• Work request: After finding the line containing "Every <instance> presents" below, please output that line and each following one through the line containing "box: [199, 151, 267, 249]", exactly as written.

• Provided information:
════════════════════
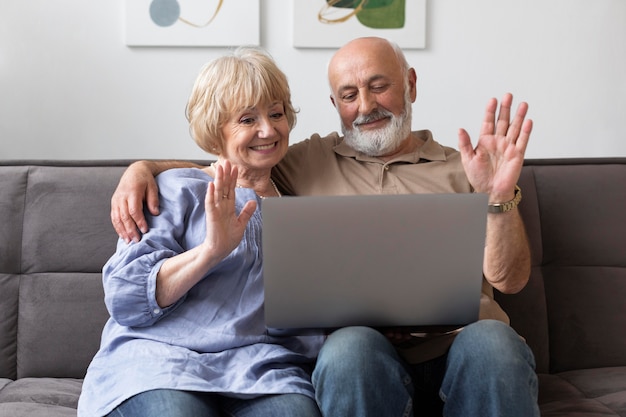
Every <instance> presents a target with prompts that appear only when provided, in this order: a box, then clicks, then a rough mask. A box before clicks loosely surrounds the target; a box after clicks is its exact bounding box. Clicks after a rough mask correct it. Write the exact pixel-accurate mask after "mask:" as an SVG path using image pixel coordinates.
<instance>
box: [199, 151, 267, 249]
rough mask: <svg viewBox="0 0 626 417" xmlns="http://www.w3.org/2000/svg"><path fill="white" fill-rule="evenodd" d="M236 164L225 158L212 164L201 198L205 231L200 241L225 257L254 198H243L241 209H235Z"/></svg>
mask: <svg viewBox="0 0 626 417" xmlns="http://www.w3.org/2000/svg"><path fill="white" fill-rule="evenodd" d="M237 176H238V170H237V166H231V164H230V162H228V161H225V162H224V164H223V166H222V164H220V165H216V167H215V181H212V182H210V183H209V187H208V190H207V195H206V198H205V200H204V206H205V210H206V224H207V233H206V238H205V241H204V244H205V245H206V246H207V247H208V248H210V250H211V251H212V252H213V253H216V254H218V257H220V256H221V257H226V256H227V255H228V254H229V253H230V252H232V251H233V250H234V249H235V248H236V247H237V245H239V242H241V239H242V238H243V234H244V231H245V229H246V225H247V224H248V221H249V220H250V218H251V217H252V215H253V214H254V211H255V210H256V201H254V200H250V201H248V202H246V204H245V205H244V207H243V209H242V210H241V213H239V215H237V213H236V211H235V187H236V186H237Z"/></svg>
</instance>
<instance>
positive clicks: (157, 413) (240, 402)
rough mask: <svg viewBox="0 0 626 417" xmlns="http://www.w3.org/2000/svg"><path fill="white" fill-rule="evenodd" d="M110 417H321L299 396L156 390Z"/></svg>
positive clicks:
════════════════════
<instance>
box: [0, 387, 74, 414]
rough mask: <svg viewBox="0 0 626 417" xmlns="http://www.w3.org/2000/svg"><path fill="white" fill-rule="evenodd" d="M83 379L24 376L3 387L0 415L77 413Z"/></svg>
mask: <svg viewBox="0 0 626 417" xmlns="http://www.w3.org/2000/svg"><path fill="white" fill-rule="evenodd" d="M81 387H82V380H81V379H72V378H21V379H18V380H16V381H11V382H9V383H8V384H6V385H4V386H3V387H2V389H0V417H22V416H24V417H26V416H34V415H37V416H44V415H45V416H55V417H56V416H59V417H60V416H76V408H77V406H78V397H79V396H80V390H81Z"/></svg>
════════════════════
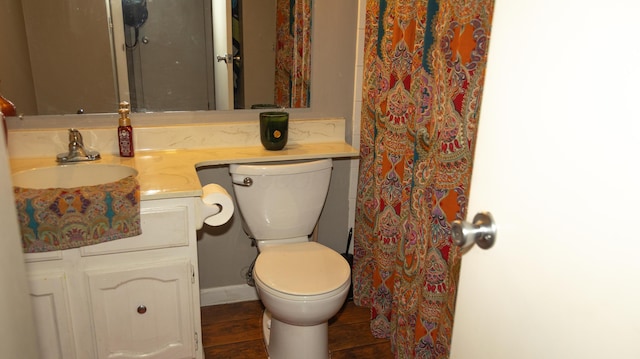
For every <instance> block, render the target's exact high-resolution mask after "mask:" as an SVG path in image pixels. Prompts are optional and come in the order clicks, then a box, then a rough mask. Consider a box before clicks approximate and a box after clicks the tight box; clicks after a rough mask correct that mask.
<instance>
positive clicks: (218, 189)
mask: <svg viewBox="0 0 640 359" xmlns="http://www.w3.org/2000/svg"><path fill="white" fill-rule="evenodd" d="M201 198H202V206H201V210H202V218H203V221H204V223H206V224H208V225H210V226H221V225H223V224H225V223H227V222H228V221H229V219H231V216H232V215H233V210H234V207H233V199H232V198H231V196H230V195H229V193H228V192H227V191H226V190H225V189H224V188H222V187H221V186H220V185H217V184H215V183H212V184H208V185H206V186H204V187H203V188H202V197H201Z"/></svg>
════════════════════
• Output:
Every <instance> presents a target with prompts that appear only when provided, in this order: a box, then clicks, then a rough mask. A box before clicks loosely surrounds the target; a box after clicks is its exact bounding box. Clicks after a rough mask correct it. Write the exact pixel-accurate mask after "mask:" as an SVG path using image pixel coordinates.
<instance>
box: [199, 151, 267, 249]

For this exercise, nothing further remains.